* [Gestelde opdracht]: Bepaal in hoeveel regels van het materiaal hieronder het woord "birch" voorkomt en geef alleen dat getal.

─── Onttrokken gegevens ───

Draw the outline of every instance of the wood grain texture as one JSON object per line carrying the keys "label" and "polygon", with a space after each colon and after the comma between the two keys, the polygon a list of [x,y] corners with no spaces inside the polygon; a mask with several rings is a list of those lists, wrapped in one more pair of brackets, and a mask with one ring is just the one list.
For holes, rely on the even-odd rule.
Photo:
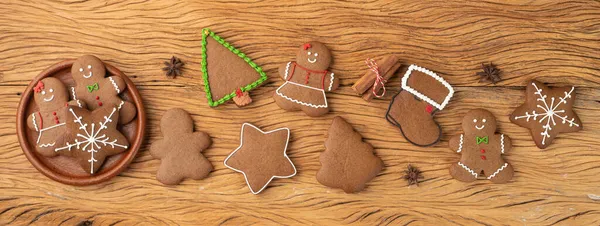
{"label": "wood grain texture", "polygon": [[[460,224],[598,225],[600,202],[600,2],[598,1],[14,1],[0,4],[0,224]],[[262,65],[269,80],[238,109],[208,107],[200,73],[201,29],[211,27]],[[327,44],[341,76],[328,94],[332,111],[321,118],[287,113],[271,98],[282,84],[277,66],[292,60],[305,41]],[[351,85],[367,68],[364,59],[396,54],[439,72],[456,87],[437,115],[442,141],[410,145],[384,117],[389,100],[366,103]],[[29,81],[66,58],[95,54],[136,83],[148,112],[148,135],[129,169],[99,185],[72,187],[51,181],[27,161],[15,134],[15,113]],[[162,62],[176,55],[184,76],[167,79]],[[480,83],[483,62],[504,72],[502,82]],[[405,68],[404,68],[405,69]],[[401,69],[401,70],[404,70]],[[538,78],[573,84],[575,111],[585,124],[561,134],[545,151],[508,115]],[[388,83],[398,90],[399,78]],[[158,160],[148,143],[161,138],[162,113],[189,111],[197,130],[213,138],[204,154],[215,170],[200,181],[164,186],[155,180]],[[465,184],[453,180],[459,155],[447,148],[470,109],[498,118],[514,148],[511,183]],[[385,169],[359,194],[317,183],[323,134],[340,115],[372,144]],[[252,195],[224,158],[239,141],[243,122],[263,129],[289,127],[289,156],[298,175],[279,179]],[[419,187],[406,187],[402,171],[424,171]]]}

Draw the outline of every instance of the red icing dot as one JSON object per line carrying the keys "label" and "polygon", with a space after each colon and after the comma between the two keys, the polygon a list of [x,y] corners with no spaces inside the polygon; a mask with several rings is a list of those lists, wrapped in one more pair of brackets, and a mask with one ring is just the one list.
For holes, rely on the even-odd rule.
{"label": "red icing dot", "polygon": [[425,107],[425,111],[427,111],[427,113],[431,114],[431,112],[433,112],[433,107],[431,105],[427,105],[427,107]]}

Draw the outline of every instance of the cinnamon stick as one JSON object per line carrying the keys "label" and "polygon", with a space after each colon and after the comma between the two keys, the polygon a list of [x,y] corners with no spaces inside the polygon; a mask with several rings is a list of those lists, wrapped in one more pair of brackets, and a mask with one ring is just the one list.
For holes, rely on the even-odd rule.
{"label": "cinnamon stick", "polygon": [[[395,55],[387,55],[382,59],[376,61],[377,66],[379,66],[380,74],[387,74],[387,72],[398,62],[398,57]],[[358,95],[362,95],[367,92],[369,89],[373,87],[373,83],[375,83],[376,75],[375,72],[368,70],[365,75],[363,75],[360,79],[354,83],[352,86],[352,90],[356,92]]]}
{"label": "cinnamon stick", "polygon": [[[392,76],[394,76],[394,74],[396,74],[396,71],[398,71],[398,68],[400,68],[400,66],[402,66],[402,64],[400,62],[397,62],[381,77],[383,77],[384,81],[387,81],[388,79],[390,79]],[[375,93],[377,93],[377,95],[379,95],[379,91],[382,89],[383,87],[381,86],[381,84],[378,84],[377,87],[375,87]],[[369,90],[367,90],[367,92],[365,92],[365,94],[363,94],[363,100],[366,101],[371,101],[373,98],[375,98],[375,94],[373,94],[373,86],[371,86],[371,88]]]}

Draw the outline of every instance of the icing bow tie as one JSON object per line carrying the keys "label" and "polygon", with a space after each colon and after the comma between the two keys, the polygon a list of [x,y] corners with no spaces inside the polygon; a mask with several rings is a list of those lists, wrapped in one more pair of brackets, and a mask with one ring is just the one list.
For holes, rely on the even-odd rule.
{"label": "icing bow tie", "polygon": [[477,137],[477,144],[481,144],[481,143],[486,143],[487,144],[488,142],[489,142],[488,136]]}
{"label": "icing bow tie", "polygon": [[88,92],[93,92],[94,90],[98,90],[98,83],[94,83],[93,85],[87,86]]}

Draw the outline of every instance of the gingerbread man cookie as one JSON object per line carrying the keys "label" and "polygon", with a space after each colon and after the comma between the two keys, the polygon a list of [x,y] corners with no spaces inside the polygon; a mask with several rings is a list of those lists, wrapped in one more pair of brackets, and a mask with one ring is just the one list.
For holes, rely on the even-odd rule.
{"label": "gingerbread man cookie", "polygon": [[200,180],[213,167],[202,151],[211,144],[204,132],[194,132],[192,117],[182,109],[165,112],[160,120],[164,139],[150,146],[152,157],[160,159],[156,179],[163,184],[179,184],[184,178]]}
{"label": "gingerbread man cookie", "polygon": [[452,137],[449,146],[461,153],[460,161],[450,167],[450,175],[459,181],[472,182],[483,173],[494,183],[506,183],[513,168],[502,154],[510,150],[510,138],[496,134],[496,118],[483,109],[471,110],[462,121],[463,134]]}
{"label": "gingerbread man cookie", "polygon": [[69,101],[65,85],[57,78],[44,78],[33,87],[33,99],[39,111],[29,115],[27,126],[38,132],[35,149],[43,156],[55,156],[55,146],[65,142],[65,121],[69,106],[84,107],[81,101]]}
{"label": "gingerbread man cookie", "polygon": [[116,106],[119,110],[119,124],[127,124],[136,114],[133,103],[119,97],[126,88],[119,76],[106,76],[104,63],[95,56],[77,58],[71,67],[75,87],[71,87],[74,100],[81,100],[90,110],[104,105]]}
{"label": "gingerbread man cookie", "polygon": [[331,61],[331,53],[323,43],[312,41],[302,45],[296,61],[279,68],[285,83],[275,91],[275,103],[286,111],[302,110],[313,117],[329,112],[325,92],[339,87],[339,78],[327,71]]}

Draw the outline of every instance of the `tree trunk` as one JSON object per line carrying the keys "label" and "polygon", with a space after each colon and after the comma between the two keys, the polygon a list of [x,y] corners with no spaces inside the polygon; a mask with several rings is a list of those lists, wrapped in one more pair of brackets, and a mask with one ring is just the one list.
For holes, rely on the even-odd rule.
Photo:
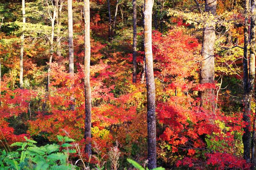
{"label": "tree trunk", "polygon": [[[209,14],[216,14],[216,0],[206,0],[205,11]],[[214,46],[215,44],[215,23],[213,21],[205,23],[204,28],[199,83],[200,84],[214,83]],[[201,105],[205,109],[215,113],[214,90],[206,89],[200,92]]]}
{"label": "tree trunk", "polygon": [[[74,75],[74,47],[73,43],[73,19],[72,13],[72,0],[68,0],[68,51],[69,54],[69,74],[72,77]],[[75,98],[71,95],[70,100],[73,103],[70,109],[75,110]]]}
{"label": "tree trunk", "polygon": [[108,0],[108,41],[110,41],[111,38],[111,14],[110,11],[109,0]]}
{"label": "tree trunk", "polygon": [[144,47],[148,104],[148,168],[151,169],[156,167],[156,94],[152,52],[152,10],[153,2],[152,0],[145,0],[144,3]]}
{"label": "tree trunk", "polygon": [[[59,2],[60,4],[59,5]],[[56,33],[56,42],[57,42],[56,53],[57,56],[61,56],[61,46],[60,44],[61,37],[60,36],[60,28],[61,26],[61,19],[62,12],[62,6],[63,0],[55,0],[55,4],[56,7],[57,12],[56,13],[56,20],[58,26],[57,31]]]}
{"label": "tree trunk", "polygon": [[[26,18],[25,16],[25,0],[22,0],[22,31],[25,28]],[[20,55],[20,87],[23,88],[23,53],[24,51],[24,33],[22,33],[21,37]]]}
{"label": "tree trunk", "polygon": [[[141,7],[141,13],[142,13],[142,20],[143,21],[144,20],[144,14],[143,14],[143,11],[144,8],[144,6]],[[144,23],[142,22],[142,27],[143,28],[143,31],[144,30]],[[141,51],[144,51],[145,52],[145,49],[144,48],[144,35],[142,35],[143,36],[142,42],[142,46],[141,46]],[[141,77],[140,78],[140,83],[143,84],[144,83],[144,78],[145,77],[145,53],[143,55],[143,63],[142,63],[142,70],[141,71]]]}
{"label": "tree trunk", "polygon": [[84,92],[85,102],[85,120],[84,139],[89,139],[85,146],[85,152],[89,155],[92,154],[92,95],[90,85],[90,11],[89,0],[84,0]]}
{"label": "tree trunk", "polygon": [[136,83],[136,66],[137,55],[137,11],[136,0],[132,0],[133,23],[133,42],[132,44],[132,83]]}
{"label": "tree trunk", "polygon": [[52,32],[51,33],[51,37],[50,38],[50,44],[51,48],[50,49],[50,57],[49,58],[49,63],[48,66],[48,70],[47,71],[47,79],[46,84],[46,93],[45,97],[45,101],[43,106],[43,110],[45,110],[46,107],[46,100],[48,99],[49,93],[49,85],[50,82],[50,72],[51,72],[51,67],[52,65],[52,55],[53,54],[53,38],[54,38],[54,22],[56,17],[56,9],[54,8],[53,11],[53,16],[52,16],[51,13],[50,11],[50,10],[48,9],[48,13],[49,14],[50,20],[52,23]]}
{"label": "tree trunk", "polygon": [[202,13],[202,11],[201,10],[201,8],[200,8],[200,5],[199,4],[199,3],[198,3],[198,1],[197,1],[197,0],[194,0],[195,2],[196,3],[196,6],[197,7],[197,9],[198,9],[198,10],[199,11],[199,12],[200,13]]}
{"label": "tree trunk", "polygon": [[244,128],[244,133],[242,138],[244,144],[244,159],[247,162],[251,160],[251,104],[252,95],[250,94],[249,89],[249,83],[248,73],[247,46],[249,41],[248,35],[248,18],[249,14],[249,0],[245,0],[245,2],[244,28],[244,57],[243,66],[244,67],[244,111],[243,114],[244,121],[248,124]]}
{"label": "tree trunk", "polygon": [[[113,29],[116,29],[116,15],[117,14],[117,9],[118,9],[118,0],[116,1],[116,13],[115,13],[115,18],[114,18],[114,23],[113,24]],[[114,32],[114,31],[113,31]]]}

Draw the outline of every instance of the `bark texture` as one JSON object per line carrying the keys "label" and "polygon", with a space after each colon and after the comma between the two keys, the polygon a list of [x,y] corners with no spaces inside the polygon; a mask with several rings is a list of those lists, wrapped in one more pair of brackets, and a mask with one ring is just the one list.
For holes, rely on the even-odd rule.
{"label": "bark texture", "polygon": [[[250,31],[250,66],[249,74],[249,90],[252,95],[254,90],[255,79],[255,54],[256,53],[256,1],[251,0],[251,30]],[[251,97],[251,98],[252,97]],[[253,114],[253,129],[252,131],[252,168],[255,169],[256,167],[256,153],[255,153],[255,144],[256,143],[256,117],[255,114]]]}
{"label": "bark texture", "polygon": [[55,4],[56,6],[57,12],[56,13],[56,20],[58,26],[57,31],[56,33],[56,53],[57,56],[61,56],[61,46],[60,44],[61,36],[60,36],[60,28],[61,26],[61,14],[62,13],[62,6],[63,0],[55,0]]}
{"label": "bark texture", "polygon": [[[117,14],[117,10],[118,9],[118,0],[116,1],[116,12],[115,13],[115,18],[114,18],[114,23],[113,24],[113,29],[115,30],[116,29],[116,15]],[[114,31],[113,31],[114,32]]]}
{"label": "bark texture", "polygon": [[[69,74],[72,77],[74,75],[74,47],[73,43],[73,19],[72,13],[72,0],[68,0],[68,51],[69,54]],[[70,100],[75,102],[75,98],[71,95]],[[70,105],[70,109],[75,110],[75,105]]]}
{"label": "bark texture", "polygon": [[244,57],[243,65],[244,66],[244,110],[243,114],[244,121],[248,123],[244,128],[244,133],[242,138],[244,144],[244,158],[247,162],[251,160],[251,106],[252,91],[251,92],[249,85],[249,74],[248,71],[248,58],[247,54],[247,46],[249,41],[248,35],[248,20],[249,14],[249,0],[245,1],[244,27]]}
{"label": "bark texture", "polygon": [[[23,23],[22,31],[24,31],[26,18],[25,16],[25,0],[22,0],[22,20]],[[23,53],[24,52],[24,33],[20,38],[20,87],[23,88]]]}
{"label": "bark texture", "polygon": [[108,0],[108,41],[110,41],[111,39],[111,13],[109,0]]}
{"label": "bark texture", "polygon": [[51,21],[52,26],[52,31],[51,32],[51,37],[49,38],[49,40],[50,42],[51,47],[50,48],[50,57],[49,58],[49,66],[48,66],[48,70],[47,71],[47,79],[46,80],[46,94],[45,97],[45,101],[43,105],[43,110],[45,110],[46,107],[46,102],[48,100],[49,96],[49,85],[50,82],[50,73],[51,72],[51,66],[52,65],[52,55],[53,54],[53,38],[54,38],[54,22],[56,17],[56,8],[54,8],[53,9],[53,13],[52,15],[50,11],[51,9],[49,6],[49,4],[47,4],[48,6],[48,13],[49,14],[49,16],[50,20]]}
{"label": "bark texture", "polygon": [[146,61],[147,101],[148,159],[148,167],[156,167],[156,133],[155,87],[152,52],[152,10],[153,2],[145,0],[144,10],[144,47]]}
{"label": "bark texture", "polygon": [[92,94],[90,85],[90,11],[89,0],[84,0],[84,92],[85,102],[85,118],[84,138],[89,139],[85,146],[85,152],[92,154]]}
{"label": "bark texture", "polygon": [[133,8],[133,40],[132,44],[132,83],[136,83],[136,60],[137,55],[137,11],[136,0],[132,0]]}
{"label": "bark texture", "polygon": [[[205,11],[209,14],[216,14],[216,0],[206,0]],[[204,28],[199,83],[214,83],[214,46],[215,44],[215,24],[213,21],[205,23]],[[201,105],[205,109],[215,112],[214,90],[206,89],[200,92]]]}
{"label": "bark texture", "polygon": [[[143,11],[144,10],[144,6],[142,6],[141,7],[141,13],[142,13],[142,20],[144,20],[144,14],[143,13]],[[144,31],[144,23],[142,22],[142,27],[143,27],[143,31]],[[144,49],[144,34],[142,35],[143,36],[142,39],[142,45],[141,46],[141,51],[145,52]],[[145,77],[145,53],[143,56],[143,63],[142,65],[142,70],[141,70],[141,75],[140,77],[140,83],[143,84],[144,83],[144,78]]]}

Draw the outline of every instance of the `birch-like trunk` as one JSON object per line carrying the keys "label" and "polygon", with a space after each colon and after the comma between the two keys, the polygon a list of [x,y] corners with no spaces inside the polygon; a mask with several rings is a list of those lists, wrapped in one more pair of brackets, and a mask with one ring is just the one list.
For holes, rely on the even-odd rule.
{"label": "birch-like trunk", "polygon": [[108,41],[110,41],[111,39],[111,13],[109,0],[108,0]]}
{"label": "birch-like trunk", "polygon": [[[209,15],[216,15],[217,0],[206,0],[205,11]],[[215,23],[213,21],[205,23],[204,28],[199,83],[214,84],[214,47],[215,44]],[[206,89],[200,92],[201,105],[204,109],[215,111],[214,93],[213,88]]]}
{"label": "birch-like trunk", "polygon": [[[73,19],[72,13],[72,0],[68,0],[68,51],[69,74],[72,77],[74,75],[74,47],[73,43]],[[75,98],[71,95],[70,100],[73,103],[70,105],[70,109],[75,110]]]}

───

* [Uitwerking opdracht]: 4